• REQUIRED ACTION A
In the text about laughably bad poems, which year does the writer say they don't want to be a 100-year-old in?
• REQUIRED ACTION B
Substitute "sober" for "drunk" in the passage of the text about laughably bad poems between "I don't know, I'm" and "embarrass myself !.....", inclusive, and write out that passage.

• DOCUMENT SEGMENT
********

I don't know, I'm still waiting for some kind of crisis or something to happen. And I am (hopefully) more than half way through life. I don't want to be a 100 year old in 2060. Assuming we're still here, and PETA hasn't blown us up.
 
OK - lets be honest

Many of us are writers and poets and creative types here. Lets share some laugbably bad Buk-type poems of ours. Written when we were totally inspired and drunk and giddy on the work of Bukowski. Cmon - I know many of us did. Allow me to go first and embarrass myself !.....

THAT SPELL

on those days
when the muse
sings to me

she usually
grabs me early

and grinds her hips
into mine
and begins whispering

forget your job
your appointments
the phone calls
the weather
traffic and breakfast

we've got work to do

and i always obey

who wouldn't

her visits are jewels
hiding in the dumpster

surprise love notes
under the wiperblades

the receptionist saying
don't worry
it's covered

and my guitar spills forth
and the notebook fills up

and the world
keeps spinning
perfectly well

without my feet on the treadmill.

that is not bad. that's pretty great.

********

• MATERIAL SUPPLIED
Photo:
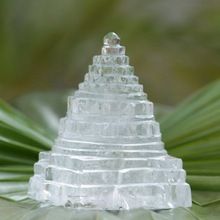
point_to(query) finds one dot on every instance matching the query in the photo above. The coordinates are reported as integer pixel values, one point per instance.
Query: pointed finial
(111, 39)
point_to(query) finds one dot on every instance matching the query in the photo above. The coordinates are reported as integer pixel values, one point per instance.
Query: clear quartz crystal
(109, 154)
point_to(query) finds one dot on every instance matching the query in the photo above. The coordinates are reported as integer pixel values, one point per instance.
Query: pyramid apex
(111, 39)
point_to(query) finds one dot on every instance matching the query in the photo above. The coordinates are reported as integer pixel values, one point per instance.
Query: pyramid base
(119, 197)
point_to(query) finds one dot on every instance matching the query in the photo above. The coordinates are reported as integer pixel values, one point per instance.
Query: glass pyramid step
(108, 153)
(161, 195)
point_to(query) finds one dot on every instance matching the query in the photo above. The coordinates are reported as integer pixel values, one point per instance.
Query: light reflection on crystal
(109, 153)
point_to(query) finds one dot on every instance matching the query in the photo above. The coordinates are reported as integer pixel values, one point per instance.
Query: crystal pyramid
(109, 154)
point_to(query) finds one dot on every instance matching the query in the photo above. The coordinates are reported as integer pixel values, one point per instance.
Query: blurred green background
(174, 45)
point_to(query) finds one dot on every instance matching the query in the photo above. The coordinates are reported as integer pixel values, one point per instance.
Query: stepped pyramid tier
(109, 154)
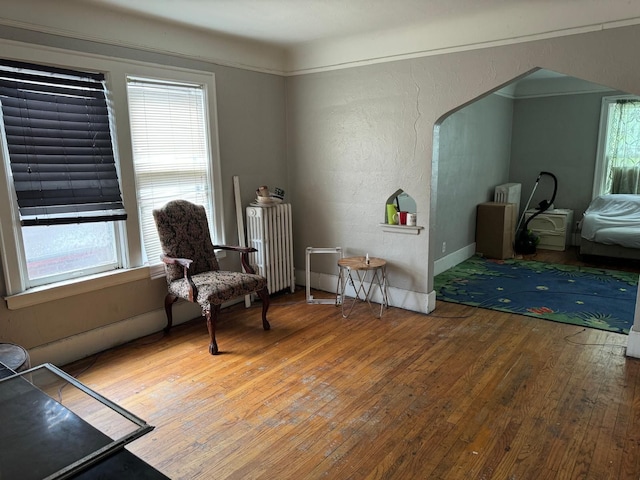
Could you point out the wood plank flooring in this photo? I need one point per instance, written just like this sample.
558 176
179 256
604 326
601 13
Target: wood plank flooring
462 393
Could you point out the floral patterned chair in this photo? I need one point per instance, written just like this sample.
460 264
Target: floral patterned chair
192 269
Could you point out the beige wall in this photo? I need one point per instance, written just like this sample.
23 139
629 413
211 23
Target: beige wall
354 136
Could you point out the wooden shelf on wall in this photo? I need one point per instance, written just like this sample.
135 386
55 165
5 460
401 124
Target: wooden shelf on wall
406 229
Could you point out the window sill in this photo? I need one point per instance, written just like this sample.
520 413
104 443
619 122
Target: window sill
57 291
406 229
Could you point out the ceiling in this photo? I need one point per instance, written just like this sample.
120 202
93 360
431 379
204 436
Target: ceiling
291 37
293 22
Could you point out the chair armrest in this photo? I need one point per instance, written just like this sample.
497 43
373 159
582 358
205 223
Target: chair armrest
235 248
244 255
185 263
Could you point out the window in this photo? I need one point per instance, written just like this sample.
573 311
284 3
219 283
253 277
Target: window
113 252
170 150
618 158
56 136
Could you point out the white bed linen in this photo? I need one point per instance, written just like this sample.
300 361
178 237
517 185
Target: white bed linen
613 220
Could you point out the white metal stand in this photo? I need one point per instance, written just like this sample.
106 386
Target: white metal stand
310 299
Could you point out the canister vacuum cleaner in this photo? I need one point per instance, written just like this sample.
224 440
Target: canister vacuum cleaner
525 242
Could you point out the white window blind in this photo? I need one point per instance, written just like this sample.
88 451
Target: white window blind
170 150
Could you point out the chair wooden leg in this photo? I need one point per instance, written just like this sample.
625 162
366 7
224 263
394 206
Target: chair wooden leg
169 300
212 316
264 296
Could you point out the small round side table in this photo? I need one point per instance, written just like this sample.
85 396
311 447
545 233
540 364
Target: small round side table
376 272
15 357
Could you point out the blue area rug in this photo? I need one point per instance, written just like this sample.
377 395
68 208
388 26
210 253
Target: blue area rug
590 297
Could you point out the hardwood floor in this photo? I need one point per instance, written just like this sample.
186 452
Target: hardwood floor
462 393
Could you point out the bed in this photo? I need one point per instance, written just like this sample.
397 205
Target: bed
611 227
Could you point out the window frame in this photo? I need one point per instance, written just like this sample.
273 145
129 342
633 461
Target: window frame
155 263
116 71
600 172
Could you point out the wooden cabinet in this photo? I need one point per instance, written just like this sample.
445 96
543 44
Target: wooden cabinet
495 229
553 227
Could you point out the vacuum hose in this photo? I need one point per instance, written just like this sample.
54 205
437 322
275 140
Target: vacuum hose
525 243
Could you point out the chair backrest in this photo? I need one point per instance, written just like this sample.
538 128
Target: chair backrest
184 233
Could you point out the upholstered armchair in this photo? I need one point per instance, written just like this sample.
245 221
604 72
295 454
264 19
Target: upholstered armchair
192 269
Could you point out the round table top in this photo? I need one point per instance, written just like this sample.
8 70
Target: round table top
13 356
360 263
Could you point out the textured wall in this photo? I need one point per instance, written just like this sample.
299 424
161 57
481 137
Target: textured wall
356 135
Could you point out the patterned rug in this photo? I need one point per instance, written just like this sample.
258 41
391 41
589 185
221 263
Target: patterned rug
590 297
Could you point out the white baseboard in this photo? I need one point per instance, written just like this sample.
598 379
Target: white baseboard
633 344
453 259
76 347
409 300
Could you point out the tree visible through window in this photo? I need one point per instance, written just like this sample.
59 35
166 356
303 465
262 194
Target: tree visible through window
618 165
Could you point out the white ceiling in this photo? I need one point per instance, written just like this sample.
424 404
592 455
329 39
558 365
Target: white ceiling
293 22
291 37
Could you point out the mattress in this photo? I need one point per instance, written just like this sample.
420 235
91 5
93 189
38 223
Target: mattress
613 220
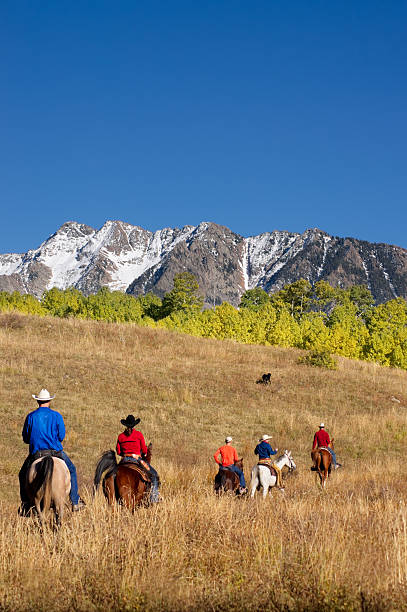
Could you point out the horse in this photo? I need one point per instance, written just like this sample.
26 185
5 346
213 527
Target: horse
48 484
262 476
227 481
322 459
125 482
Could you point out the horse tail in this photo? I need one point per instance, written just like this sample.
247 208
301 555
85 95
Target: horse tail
43 479
107 463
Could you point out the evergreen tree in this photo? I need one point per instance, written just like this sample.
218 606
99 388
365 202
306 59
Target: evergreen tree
184 296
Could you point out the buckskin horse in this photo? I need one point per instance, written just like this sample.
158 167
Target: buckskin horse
227 481
124 482
263 477
322 459
48 484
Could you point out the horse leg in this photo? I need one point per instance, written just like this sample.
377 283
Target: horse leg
40 516
109 490
253 484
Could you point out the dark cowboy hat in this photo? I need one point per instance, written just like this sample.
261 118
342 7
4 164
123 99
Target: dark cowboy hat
129 421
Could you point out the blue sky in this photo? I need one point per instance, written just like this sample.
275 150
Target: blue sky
256 115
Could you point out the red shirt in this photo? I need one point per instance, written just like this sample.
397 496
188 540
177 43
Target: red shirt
321 438
228 455
133 444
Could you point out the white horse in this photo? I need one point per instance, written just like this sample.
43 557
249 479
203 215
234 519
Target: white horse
262 476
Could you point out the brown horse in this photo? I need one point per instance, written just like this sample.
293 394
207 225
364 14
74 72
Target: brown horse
48 483
125 482
322 459
227 481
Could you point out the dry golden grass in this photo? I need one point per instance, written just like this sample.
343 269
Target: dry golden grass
344 548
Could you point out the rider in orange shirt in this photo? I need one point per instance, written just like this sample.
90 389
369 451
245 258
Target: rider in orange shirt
228 457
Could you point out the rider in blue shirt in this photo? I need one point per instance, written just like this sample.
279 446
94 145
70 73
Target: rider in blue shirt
44 430
263 449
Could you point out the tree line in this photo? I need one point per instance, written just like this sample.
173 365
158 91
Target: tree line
316 317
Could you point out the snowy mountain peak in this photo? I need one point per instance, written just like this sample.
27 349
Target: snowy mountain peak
129 258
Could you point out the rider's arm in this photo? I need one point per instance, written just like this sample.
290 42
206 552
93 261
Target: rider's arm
216 457
26 433
60 427
143 445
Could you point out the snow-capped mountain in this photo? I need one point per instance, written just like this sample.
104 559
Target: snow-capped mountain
128 258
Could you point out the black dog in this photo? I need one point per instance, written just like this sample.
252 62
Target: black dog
264 380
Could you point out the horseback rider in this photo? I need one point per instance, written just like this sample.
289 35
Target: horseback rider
265 452
228 457
44 431
132 448
321 438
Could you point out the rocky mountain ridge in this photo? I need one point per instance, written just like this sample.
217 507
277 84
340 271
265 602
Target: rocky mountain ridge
129 258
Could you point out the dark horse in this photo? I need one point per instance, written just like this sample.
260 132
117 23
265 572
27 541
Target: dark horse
322 459
227 481
125 482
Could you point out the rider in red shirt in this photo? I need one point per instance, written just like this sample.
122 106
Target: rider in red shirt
321 438
228 456
132 447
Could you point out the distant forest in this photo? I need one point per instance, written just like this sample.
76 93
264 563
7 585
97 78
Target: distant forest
318 318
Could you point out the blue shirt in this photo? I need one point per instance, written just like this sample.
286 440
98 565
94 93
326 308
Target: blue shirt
264 450
44 429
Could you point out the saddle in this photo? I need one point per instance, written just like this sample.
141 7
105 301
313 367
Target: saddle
233 474
49 452
137 468
275 471
267 463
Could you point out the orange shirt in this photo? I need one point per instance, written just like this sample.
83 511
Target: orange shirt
228 455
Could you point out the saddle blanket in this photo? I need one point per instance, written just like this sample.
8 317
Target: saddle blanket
134 465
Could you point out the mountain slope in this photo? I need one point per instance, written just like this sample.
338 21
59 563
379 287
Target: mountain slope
128 258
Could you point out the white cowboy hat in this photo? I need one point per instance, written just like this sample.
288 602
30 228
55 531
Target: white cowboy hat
43 396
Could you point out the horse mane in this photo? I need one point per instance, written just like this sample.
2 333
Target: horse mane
107 462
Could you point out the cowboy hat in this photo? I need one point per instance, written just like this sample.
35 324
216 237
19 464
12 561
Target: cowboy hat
129 421
43 396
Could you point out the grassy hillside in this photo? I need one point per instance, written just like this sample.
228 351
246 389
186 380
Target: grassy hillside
346 547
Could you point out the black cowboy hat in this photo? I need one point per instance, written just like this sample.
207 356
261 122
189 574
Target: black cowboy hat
129 421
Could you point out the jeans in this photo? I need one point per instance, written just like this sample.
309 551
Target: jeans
238 472
73 495
331 450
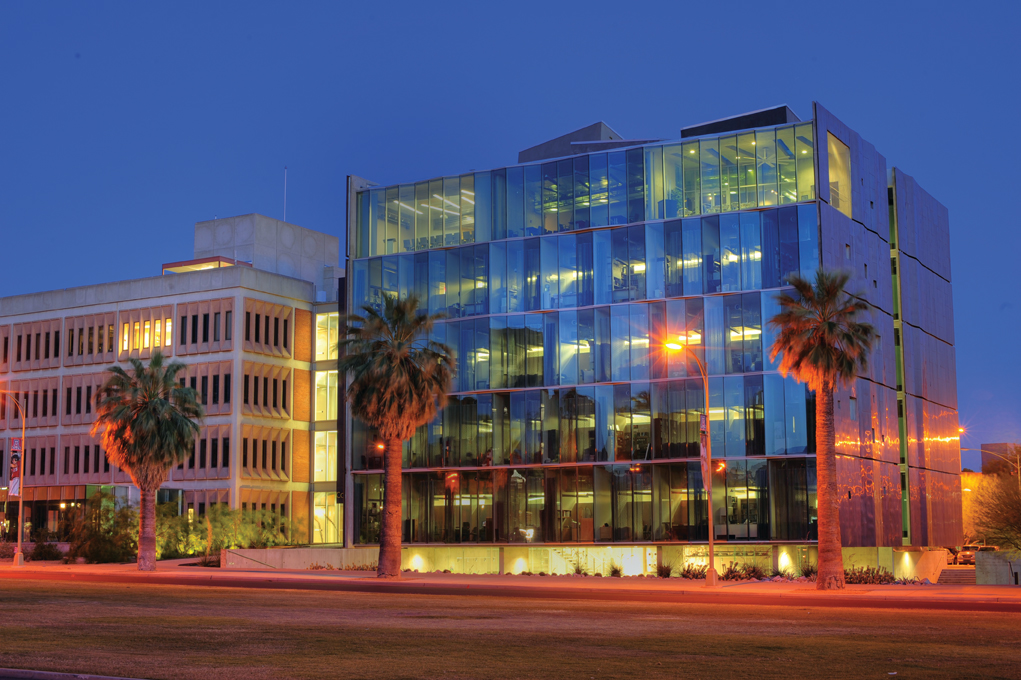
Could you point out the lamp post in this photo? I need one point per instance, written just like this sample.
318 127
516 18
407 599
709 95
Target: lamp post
18 555
1015 462
711 575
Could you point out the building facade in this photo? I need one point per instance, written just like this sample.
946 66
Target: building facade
254 318
572 434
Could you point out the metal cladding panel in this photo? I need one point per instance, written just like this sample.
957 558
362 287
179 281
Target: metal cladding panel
923 226
944 511
868 172
889 523
917 480
856 489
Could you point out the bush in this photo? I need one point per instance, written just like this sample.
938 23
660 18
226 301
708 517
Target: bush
103 532
694 572
867 575
43 551
220 528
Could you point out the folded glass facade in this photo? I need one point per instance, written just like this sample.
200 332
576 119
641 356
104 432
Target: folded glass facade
561 283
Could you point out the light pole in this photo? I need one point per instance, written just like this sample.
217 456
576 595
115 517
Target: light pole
18 555
1015 462
707 450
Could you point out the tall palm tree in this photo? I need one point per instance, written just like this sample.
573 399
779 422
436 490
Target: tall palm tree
398 381
147 423
824 345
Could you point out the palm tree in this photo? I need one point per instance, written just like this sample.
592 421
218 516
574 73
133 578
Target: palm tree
824 345
147 423
398 381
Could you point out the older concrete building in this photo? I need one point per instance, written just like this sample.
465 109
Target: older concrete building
253 316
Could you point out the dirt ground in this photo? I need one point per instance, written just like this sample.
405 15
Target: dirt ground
151 631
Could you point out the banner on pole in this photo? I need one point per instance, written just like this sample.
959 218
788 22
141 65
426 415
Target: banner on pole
703 444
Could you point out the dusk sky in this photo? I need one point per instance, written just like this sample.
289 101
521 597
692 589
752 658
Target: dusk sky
123 125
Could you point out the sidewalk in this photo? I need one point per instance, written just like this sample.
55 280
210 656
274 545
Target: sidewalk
957 597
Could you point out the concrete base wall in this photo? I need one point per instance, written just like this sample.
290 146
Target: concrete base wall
995 569
351 559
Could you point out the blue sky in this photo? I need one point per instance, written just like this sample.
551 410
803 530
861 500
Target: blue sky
124 124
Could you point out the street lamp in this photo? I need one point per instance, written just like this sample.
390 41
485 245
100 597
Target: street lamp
1015 462
707 452
18 555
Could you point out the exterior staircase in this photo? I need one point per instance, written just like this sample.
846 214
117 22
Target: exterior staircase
953 575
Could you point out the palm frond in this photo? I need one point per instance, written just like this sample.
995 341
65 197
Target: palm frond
820 339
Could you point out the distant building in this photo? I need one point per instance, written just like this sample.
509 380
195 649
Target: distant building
572 433
254 317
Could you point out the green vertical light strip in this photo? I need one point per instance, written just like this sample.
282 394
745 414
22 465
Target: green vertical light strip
898 353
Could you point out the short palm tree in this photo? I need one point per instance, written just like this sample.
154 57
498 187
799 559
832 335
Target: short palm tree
824 345
398 381
148 424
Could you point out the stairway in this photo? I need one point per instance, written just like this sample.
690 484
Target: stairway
953 575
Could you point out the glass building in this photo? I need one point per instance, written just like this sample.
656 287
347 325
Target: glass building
562 280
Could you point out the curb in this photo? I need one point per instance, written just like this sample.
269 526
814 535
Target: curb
22 674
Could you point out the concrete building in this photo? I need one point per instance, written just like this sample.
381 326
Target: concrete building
571 437
253 316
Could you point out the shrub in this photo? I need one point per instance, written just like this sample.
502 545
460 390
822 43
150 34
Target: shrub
43 551
103 532
694 572
867 575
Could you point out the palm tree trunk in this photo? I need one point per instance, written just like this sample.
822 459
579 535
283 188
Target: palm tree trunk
389 561
830 553
147 531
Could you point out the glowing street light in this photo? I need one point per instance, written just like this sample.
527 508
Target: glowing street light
707 448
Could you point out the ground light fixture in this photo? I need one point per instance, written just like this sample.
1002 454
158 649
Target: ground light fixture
18 555
707 452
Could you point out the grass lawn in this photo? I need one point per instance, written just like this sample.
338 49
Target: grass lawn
149 631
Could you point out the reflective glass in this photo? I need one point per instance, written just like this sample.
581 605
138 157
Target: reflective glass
599 188
786 165
565 195
618 178
729 196
653 183
766 163
730 253
673 182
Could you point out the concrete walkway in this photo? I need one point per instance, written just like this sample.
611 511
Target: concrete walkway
181 573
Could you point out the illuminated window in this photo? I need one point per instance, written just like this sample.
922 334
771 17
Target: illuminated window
327 518
839 174
326 456
327 335
326 395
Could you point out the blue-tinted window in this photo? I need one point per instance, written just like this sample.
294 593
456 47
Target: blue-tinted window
808 230
730 252
711 255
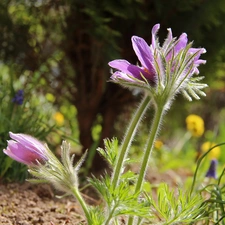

********

• ANSWER A
2060

• ANSWER B
I don't know, I'm still waiting for some kind of crisis or something to happen. And I am (hopefully) more than half way through life. I don't want to be a 100 year old in 2060. Assuming we're still here, and PETA hasn't blown us up.
 
OK - lets be honest

Many of us are writers and poets and creative types here. Lets share some laugbably bad Buk-type poems of ours. Written when we were totally inspired and sober and giddy on the work of Bukowski. Cmon - I know many of us did. Allow me to go first and embarrass myself !.....